━━ Study material ━━
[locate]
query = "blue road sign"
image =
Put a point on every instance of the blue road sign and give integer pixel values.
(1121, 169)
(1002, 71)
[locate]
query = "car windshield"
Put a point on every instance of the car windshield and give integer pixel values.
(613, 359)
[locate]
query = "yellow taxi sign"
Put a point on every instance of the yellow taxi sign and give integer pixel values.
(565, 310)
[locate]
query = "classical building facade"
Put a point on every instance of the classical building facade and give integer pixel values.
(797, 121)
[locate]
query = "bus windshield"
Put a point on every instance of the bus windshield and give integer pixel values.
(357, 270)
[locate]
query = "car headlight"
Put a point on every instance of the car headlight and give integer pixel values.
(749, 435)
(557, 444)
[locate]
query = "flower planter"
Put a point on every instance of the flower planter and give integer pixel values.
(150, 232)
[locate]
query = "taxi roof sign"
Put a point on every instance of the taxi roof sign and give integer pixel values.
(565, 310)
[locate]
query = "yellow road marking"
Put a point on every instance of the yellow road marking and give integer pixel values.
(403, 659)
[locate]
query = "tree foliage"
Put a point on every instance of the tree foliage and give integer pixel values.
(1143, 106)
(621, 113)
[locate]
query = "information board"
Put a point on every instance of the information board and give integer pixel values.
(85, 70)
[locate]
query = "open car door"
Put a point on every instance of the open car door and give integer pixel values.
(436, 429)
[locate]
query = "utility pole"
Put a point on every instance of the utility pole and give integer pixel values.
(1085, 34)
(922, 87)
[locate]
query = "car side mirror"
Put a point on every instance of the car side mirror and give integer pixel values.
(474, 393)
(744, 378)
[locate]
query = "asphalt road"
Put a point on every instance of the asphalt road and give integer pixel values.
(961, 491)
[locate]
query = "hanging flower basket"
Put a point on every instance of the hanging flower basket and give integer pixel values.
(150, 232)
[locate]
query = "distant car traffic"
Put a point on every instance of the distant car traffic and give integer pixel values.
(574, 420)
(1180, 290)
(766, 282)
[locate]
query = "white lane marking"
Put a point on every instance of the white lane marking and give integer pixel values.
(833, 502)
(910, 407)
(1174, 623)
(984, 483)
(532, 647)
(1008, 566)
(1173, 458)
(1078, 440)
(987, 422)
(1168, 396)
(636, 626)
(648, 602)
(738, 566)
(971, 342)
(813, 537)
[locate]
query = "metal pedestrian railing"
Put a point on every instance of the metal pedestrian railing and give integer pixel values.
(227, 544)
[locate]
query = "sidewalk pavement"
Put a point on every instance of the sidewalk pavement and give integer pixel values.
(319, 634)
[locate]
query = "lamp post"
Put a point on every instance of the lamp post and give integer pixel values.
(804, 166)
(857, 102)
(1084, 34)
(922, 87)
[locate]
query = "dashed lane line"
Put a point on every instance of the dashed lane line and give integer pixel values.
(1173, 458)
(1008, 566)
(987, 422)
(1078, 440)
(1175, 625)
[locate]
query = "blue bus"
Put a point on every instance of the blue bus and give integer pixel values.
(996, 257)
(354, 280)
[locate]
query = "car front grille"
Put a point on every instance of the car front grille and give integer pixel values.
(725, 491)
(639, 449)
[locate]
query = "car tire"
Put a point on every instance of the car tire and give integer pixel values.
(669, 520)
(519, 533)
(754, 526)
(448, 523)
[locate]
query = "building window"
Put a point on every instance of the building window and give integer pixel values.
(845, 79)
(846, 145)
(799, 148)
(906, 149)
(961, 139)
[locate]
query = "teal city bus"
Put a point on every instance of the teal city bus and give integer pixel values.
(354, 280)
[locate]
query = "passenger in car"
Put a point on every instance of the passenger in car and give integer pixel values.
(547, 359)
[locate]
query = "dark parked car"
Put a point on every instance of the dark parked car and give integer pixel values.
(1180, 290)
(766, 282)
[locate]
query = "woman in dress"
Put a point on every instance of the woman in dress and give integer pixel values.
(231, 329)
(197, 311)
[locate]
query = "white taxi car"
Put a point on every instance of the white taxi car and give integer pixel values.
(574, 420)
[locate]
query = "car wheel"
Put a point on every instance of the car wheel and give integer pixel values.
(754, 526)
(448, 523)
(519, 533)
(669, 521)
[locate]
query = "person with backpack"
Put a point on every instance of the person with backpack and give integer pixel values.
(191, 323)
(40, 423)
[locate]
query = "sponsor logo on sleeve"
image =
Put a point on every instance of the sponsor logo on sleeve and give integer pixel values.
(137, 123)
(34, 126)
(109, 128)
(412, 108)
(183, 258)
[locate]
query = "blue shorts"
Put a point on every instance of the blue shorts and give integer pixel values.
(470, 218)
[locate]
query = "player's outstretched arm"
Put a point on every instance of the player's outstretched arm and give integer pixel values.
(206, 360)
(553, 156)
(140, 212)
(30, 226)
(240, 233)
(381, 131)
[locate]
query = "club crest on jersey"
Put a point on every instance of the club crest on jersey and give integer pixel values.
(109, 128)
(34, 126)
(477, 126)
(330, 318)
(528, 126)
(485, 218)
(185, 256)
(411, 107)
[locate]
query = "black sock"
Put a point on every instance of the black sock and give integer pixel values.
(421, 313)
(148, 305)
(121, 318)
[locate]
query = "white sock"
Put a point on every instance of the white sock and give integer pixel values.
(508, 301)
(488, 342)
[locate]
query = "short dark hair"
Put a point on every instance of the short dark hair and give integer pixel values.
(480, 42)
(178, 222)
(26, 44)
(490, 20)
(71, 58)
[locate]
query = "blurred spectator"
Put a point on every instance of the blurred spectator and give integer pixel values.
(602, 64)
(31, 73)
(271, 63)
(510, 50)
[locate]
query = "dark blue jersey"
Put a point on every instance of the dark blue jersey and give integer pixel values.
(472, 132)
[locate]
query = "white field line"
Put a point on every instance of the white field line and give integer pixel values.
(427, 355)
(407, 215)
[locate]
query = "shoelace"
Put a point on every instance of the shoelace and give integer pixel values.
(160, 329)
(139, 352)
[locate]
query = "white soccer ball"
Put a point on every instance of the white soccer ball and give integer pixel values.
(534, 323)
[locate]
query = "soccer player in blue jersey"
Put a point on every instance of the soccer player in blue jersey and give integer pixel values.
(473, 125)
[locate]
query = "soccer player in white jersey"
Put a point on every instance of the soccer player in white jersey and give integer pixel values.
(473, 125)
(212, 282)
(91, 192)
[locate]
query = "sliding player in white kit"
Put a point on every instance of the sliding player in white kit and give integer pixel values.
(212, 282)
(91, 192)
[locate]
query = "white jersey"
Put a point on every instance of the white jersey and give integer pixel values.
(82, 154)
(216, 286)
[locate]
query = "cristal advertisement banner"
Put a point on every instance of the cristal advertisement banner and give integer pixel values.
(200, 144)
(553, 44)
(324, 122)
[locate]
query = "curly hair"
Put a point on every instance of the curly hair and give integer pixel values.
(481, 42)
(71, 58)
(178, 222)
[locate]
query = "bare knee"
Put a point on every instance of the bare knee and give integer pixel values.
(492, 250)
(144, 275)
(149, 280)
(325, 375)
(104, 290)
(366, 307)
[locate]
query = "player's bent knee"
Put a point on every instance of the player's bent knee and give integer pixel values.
━━━
Above are the records. Copy every line in them holding "bent".

query = "player's bent knee"
Put a point on every instance of the player's bent knee and give integer pixel values.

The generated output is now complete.